-- Selected text --
Managing descriptors is one of the harder parts of Vulkan. The VK_EXT_descriptor_buffer extension aimed to simplify this, but it came with a few caveats.
The VK_EXT_descriptor_heap extension addresses these caveats and completely overhauls Vulkan’s descriptor.
This extension is intended to completely replace Vulkan’s existing descriptor set mechanism and, if available, supersedes descriptor buffers. It is meant to be the way forward for passing data to shaders.
In Vulkan, descriptor state is built around several explicit objects and binding steps. Applications define descriptor set layouts, create compatible pipeline layouts, allocate descriptor sets from descriptor pools, update those sets with resource information, and bind them during command buffer generation. This model is very explicit and works well, but it also means that descriptor management tends to become one of the more rigid and verbose parts of using Vulkan.
Descriptor heaps replace most of that object-centric workflow with a memory-centric one. Instead of allocating descriptor sets and binding them per draw or dispatch, the application writes descriptor data directly into heap memory and binds the heaps themselves. Shaders then access descriptors either through set-and-binding mappings, which can be used with existing shaders, or more directly via untyped pointers. In practice, this moves descriptor handling closer to how applications already think about buffers: allocate memory, write data into it, and provide an addressable view to the GPU.
So the shift is not only about reducing API objects. It is also about changing the mental model from "create and bind descriptor objects" to "manage descriptor memory".
To sum it up: descriptor heaps greatly simplify descriptor management and make it much more flexible.
Understanding why descriptor heaps matter in practice comes down to a handful of concrete advantages over the traditional model.
In traditional Vulkan, applications must pre-allocate descriptor pools, specify counts per descriptor type, and allocate descriptor sets from those pools. Getting pool sizes wrong leads to out-of-memory errors, and fragmentation can become a problem over time. With descriptor heaps, there are no pools and no sets - just heap buffers. Allocation is as straightforward as sizing a buffer for the number of descriptors you need.

-- Excerpted records --
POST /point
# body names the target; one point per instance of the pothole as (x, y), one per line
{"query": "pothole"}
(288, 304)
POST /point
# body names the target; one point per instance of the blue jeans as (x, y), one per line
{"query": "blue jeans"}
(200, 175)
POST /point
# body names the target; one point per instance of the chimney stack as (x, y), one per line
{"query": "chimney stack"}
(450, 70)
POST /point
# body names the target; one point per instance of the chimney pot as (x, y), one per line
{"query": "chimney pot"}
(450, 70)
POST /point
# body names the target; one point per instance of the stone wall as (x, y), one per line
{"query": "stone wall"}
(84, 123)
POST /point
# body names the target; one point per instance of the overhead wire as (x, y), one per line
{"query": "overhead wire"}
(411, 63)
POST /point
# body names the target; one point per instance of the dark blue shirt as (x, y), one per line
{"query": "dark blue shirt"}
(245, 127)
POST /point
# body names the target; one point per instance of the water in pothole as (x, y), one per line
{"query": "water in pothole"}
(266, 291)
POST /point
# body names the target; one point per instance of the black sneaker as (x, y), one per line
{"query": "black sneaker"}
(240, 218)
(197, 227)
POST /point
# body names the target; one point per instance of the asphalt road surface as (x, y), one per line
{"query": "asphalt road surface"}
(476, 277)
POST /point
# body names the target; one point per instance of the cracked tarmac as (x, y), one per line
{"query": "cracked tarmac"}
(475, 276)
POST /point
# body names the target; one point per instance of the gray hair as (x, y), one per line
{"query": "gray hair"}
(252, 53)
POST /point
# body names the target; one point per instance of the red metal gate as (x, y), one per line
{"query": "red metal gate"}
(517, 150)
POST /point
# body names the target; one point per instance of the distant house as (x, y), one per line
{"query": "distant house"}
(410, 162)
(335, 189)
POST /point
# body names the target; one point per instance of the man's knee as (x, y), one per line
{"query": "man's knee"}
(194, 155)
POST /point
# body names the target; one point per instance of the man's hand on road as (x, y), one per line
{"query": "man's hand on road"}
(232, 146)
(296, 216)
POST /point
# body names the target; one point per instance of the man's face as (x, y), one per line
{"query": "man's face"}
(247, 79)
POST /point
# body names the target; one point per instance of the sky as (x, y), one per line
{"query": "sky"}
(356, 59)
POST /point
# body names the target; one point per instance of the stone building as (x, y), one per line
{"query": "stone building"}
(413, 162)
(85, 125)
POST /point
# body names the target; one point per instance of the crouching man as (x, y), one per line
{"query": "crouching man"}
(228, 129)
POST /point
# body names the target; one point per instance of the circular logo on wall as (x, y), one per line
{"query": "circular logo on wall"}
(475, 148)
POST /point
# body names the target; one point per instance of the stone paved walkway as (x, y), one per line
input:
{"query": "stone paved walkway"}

-- Objective --
Answer these questions from the text on Vulkan descriptor heaps:
1. If it is available, what does the descriptor heap extension supersede?
2. What are the two ways shaders can access descriptors?
3. In traditional Vulkan, what does getting pool sizes wrong lead to?

-- Answer to the exercise --
1. Descriptor buffers.
2. Through set-and-binding mappings, or more directly via untyped pointers.
3. Out-of-memory errors.